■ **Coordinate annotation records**

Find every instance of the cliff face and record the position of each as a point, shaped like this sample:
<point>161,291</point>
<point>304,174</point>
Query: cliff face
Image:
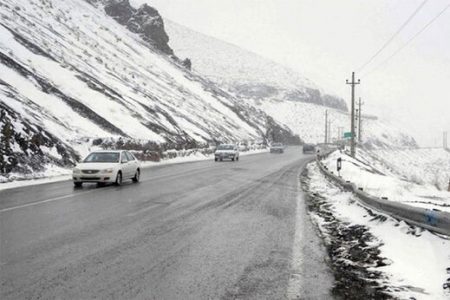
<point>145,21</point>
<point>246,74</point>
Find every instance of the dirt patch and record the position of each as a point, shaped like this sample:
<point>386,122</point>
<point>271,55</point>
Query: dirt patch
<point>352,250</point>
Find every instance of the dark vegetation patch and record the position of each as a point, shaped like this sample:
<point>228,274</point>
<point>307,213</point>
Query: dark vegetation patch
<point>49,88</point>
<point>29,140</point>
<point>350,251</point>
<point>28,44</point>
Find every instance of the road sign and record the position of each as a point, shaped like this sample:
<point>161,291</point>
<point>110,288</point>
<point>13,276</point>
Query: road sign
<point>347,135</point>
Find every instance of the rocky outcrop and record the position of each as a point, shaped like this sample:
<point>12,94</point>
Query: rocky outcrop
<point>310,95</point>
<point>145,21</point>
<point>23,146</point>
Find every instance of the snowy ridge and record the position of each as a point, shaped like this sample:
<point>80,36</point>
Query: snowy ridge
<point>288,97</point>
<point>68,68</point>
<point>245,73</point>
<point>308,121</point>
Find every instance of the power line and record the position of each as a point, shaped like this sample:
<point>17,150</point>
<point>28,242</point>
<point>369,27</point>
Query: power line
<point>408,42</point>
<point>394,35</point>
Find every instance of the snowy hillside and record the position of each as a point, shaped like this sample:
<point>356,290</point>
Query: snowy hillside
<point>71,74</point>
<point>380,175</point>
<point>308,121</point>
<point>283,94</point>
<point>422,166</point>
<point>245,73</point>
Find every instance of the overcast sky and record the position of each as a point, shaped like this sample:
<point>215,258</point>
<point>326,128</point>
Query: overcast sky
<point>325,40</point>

■ **Written task**
Write out these lines again with "shaped like this sample" replaced by "formatted like this example" everywhere, changing nothing else and omitting the pictures.

■ **Result of this exercise**
Find every instance of the cliff face and record the position of each as a point, formatted like this example:
<point>161,291</point>
<point>304,174</point>
Query: cliff face
Image:
<point>145,21</point>
<point>246,74</point>
Find every instance of the dirt patch and record the position of each as a point, formatted like this example:
<point>386,122</point>
<point>271,55</point>
Query: dirt patch
<point>352,250</point>
Find every instance of the dark vegetation patch and record the position of each as a point, formatted like this example:
<point>228,274</point>
<point>307,213</point>
Query: dark vegetation patch
<point>49,88</point>
<point>29,140</point>
<point>350,251</point>
<point>28,44</point>
Find every instance of the road sign and record the position of each as a point, formatted like this example:
<point>161,291</point>
<point>110,288</point>
<point>13,276</point>
Query: road sign
<point>347,135</point>
Find every instance of the rocky outcrop and record the position of each as a point, formatted like this example:
<point>12,94</point>
Query: rocky outcrop
<point>310,95</point>
<point>145,21</point>
<point>23,146</point>
Find every instance of the snowy ridge and record the position of each as a point, formatted like this example:
<point>80,36</point>
Query: snowy ridge
<point>288,97</point>
<point>68,68</point>
<point>245,73</point>
<point>308,121</point>
Find every instance of the power line and record the position of each as a point, formatted like this example:
<point>17,150</point>
<point>28,242</point>
<point>369,27</point>
Query: power line
<point>408,42</point>
<point>394,35</point>
Find every instance of the snowy hillside and record the position of each as a point, formatted like this example:
<point>356,290</point>
Query: snowy hillside
<point>71,74</point>
<point>380,175</point>
<point>308,121</point>
<point>283,94</point>
<point>422,166</point>
<point>245,73</point>
Find every instance of the overcast sky and record the position of each as a point, formatted like this example:
<point>215,258</point>
<point>326,128</point>
Query: overcast sky
<point>325,40</point>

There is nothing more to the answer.